Tekst:
Nu het is een utopie om te geloven dat iedereen grootmeester kan worden door hard te werken. Recent verscheen een opzienbarend wetenschappelijk artikel dat komaf maakt met de bekende slogan waarin men stelt dat 10.000 uren voldoende zijn om een onderwerp zoals schaken te beheersen. Met 663 partijen was Bart weliswaar een actievere speler dan mijzelf met slechts 412 partijen volgens het laatste Belgische eloklassement (ik ben 10 jaar ouder maar speel ongeveer even lang schaak) maar het zou onzin zijn om te beweren dat het verschil in aantal partijtjes de echte reden is voor het niveauverschil. Bovendien in België zijn er meer dan 100 spelers met +1000 partijen die niet de grootmeestertitel dragen dus een directe link tussen veel spelen en niveau bestaat er niet. In het wetenschappelijk artikel spreekt men van 34% bijdrage door praktijk t.o.v. het niveau van iemand wat ik een realistisch percentage vind.

Opdracht 1: Schrijf de tekst over schaken en oefening volledig en woord voor woord over.
Opdracht 2: Geef alle records hieronder regel voor regel en zonder wijzigingen opnieuw weer.
De tekst en de records hebben niets met elkaar te maken.

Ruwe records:
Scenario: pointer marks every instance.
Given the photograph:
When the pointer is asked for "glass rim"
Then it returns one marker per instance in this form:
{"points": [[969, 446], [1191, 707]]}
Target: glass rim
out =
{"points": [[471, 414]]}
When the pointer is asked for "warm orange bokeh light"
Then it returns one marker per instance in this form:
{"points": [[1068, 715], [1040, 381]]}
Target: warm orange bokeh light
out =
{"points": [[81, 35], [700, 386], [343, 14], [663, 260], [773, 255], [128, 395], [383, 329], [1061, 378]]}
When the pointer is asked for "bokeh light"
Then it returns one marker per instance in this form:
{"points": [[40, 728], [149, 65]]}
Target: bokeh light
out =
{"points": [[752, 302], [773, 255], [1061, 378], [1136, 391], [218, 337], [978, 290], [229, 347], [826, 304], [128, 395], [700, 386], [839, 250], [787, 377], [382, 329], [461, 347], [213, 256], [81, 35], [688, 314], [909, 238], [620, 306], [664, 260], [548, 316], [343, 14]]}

Volledig antwoord 1:
Nu het is een utopie om te geloven dat iedereen grootmeester kan worden door hard te werken. Recent verscheen een opzienbarend wetenschappelijk artikel dat komaf maakt met de bekende slogan waarin men stelt dat 10.000 uren voldoende zijn om een onderwerp zoals schaken te beheersen. Met 663 partijen was Bart weliswaar een actievere speler dan mijzelf met slechts 412 partijen volgens het laatste Belgische eloklassement (ik ben 10 jaar ouder maar speel ongeveer even lang schaak) maar het zou onzin zijn om te beweren dat het verschil in aantal partijtjes de echte reden is voor het niveauverschil. Bovendien in België zijn er meer dan 100 spelers met +1000 partijen die niet de grootmeestertitel dragen dus een directe link tussen veel spelen en niveau bestaat er niet. In het wetenschappelijk artikel spreekt men van 34% bijdrage door praktijk t.o.v. het niveau van iemand wat ik een realistisch percentage vind.

Volledig antwoord 2:
Scenario: pointer marks every instance.
Given the photograph:
When the pointer is asked for "glass rim"
Then it returns one marker per instance in this form:
{"points": [[969, 446], [1191, 707]]}
Target: glass rim
out =
{"points": [[471, 414]]}
When the pointer is asked for "warm orange bokeh light"
Then it returns one marker per instance in this form:
{"points": [[1068, 715], [1040, 381]]}
Target: warm orange bokeh light
out =
{"points": [[81, 35], [700, 386], [343, 14], [663, 260], [773, 255], [128, 395], [383, 329], [1061, 378]]}
When the pointer is asked for "bokeh light"
Then it returns one marker per instance in this form:
{"points": [[40, 728], [149, 65]]}
Target: bokeh light
out =
{"points": [[752, 302], [773, 255], [1061, 378], [1136, 391], [218, 337], [978, 290], [229, 347], [826, 304], [128, 395], [700, 386], [839, 250], [787, 377], [382, 329], [461, 347], [213, 256], [81, 35], [688, 314], [909, 238], [620, 306], [664, 260], [548, 316], [343, 14]]}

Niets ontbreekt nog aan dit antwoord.